(Referring expression data)

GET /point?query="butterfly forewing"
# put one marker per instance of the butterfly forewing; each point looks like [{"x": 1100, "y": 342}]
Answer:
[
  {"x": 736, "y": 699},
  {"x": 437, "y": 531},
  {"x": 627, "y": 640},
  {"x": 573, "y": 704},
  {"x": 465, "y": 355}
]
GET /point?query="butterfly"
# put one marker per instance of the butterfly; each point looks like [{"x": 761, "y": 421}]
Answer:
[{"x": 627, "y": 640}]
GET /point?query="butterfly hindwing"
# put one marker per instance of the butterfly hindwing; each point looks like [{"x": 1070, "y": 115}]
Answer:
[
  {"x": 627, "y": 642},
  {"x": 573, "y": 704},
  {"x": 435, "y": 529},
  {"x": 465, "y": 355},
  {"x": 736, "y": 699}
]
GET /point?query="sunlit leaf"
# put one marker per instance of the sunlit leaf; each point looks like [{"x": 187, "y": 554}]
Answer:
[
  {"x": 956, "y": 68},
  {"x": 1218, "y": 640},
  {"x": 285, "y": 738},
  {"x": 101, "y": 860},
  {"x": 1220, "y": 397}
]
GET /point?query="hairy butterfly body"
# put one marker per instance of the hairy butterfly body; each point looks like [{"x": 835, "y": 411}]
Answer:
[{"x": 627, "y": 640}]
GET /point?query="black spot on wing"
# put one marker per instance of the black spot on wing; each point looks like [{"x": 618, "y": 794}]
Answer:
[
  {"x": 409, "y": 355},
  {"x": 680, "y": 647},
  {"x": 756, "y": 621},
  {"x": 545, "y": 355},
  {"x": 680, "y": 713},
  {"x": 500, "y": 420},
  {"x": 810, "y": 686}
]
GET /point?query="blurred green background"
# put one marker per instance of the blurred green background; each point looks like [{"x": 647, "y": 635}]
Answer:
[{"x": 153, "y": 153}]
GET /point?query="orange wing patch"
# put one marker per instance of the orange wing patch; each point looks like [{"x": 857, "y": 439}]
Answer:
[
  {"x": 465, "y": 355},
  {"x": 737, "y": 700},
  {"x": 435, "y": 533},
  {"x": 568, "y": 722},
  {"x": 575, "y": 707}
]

AIM OF THE EXERCISE: Set the data down again in full, exactly as given.

SOLUTION FOR THIS EXERCISE:
GET /point?query="butterfly forewing"
# put one marker per instance of the butterfly forewing; each point looks like [{"x": 1100, "y": 342}]
Answer:
[
  {"x": 736, "y": 699},
  {"x": 437, "y": 531},
  {"x": 627, "y": 640},
  {"x": 573, "y": 704},
  {"x": 465, "y": 355}
]
GET /point?query="butterfly"
# put one marker per instance of the butterfly; each point looks like [{"x": 761, "y": 421}]
Answer:
[{"x": 627, "y": 640}]
GET /point?query="butterfly hindwing"
# put one marker per instance of the butterfly hindwing; each point looks like [{"x": 1070, "y": 115}]
Answer:
[
  {"x": 627, "y": 642},
  {"x": 573, "y": 704},
  {"x": 435, "y": 529},
  {"x": 465, "y": 355},
  {"x": 736, "y": 699}
]
GET /point?query="sunlit leaf"
# put one marker per instance of the sunlit leaf; each point looks like [{"x": 187, "y": 554}]
Answer:
[
  {"x": 956, "y": 68},
  {"x": 1218, "y": 640},
  {"x": 285, "y": 738},
  {"x": 101, "y": 860},
  {"x": 1220, "y": 397}
]
GET /point?query="hairy butterfly body"
# put one marker per instance of the hairy butterfly body; each point looks like [{"x": 835, "y": 411}]
Answer:
[{"x": 627, "y": 640}]
GET /point?query="black spot on wing"
# put one marker per instance of the black spot on wing; each point looks like [{"x": 618, "y": 794}]
Answer:
[
  {"x": 409, "y": 355},
  {"x": 680, "y": 647},
  {"x": 756, "y": 621},
  {"x": 545, "y": 355},
  {"x": 680, "y": 713},
  {"x": 500, "y": 420},
  {"x": 810, "y": 686}
]
GET /point?query="blurred green background"
# put one marker per instance of the blurred green background; each point looks like [{"x": 647, "y": 635}]
Answer:
[{"x": 153, "y": 153}]
GET /point?query="orange wing patch"
# put one marker per instance of the orange wing patch; each point looks like [{"x": 857, "y": 439}]
Answer:
[
  {"x": 465, "y": 355},
  {"x": 737, "y": 700},
  {"x": 435, "y": 533},
  {"x": 568, "y": 722},
  {"x": 575, "y": 707}
]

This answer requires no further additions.